[Opening Extract section]

What I Wish I Knew Before I Was Ghosted

by Kaitlyn Vagner
Ashley Batz/Bustle

My torrid love affair with Alex began after a fateful right swipe. After exchanging a few messages, Alex and I agreed to meet for cocktails. From the moment I met him, I was instantly captivated by his charm, his intelligence, his wit, and his beautiful blue eyes. Our connection was intense and passionate. After a night of amazing sex, I was hooked. Everything about him screamed at me that he was dangerous, but I only wanted more. After weeks of seeing each other, Alex's communication with me grew increasingly sparse. We made plans that he canceled last minute, but I assured myself that he surely was busy. Then abruptly, he stopped replying. After being in denial, I came to the stark realization that I had been ghosted.

"There’s a social disconnect in relationships that didn’t exist before technology became so instrumental in dating," New York based relationship expert and author April Masini tells Bustle. "People met in person and dated in person and when they broke up, they ran into each other and each other’s families and friends. Today, because of the dating trifecta of distance, technology, and relationships, [it's possible] to not ever run into an ex. This robs us all of the opportunity to develop and practice communication skills necessary for awkward situations."

[Closing Extract section]
[Opening Given information section]

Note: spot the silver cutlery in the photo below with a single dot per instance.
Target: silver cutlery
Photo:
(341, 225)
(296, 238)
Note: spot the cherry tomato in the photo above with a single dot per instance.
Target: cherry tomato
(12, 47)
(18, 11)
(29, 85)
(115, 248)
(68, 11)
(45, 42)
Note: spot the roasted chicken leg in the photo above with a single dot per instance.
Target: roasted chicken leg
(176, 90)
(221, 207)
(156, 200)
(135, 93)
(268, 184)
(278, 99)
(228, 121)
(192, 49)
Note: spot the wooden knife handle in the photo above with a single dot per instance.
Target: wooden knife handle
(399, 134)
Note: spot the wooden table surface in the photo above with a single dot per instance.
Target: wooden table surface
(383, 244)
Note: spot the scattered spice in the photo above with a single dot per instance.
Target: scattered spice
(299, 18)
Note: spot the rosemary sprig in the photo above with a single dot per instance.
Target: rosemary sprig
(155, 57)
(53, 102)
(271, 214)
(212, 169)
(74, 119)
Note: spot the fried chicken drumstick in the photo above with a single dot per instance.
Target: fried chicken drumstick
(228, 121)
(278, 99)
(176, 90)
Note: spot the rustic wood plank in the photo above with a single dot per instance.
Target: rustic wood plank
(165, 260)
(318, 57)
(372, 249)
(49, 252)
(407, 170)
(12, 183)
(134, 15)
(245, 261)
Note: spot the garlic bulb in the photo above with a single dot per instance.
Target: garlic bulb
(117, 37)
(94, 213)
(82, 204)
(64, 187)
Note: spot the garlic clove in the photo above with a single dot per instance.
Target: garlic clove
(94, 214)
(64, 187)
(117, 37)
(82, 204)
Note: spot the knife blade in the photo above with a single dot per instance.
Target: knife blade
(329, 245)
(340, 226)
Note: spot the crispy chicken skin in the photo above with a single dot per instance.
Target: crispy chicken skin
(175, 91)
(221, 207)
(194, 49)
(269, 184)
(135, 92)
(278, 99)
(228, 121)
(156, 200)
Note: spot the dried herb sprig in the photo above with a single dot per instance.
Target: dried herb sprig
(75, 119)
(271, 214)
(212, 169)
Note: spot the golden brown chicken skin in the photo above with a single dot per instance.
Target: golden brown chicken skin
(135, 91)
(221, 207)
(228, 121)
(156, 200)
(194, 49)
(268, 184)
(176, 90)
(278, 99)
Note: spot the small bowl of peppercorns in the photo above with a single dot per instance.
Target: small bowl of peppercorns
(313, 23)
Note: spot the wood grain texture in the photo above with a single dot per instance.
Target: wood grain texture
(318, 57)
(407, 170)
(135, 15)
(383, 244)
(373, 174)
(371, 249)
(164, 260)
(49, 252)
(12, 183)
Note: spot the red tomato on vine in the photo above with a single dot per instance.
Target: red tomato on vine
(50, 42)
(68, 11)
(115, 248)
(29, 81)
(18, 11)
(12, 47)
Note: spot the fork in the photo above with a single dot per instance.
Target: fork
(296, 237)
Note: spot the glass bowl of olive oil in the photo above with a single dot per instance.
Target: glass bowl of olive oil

[Closing Given information section]

Work to complete -
[a] In the ghosting essay, change the passage that begins at the words "by Kaitlyn Vagner" and stops after "had been ghosted.", replacing "cocktails" with "coffee", and give that passage again.
[b] Answer these questions from the ghosting essay:
(i) What did the writer and Alex agree to meet for?
(ii) In what city is April Masini based?
(iii) What three things does Masini name as the dating trifecta?
[c] Pick up the ghosting essay where it stops and keep writing it.

Results of the tasks -
[a]
by Kaitlyn Vagner
Ashley Batz/Bustle

My torrid love affair with Alex began after a fateful right swipe. After exchanging a few messages, Alex and I agreed to meet for coffee. From the moment I met him, I was instantly captivated by his charm, his intelligence, his wit, and his beautiful blue eyes. Our connection was intense and passionate. After a night of amazing sex, I was hooked. Everything about him screamed at me that he was dangerous, but I only wanted more. After weeks of seeing each other, Alex's communication with me grew increasingly sparse. We made plans that he canceled last minute, but I assured myself that he surely was busy. Then abruptly, he stopped replying. After being in denial, I came to the stark realization that I had been ghosted.

[b]
(i) Cocktails.
(ii) New York.
(iii) Distance, technology, and relationships.

[c]
Being ghosted made me feel devastated, rejected and so very powerless. For weeks, I checked my phone habitually with the slightest hope that Alex had texted me. With each passing day that I did not hear from him, I became a little more crestfallen.

"Alex's ghosting behavior was cruel and disrespectful. It was not a reflection of my own flaws, but rather a reflection of his cowardice and lack of emotional maturity."

I should have trusted my intuition and been truly honest with myself. I should have taken off my blinders instead of ignoring all of the glaring red flags of Alex's behavior and all of his ambiguous actions. I wish I understood that a truly healthy relationship is one wherein I am loved and cherished unconditionally. A truly healthy relationship should nourish me and foster my personal, spiritual, and intellectual growth. It should never diminish me or my sense of self-worth.

Also, I should have recognized my own needs. When he ghosted me, I should have asserted myself and sent Alex a clear and concise text asking him "Is everything OK between us?" Such a gesture would have honored my need for some form of closure, and held him responsible for his behavior.

"A relationship that was pretty insignificant to a person can take weeks to get over only because of the method of termination, not because the relationship itself was so fantastic and not even because the other person was very appealing," Dr. Alice Sohn, Clinical Psychologist, tells Bustle. "But just because people can’t tolerate being left without explanation."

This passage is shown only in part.